- **Problem to solve**
Word for word, restate the lines that run from the line containing "Where can you spot the aircraft" to the last line of the records below.

- **Provided material**
BEGIN

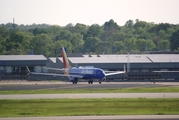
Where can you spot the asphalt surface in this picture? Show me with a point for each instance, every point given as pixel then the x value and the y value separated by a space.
pixel 24 85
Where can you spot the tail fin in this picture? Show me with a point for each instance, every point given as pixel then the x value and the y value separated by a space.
pixel 65 59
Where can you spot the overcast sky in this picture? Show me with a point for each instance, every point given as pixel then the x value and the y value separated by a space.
pixel 63 12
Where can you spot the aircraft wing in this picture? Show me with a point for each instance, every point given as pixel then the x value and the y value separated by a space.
pixel 114 73
pixel 53 74
pixel 52 68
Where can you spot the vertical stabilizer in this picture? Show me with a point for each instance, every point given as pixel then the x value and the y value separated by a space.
pixel 65 59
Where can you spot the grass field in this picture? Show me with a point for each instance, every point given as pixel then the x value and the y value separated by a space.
pixel 82 107
pixel 118 90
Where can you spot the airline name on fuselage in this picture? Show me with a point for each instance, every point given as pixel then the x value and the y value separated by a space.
pixel 87 72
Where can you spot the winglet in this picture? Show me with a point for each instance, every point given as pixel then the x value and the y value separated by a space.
pixel 65 59
pixel 124 68
pixel 28 69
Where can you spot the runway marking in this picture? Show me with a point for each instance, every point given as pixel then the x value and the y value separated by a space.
pixel 76 86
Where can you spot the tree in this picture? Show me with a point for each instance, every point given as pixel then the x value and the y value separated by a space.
pixel 94 31
pixel 91 44
pixel 40 44
pixel 129 24
pixel 174 41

END

- **Answer for the task**
Where can you spot the aircraft wing in this picture? Show me with a point for each instance, every point given as pixel then the x value and the y value separated by a space.
pixel 114 73
pixel 53 74
pixel 52 68
Where can you spot the vertical stabilizer in this picture? Show me with a point for each instance, every point given as pixel then the x value and the y value separated by a space.
pixel 65 59
Where can you spot the grass field in this picture? Show me with a point for each instance, every point given as pixel then the x value and the y value separated by a space.
pixel 82 107
pixel 118 90
Where can you spot the airline name on fuselage in this picture? Show me with a point for each instance, every point given as pixel then the x value and the y value separated by a space.
pixel 87 72
Where can you spot the winglet in this picture? Show me with a point for each instance, every point given as pixel then the x value and the y value separated by a space.
pixel 65 59
pixel 124 68
pixel 28 69
Where can you spot the runway marking in this picture? Show me with a point for each instance, every point given as pixel then the x value and the y value separated by a space.
pixel 76 86
Where can you spot the tree in this picture? Show me with a point for each instance, every point given as pixel then the x value and the y value separated by a space.
pixel 94 31
pixel 91 44
pixel 40 44
pixel 129 24
pixel 174 41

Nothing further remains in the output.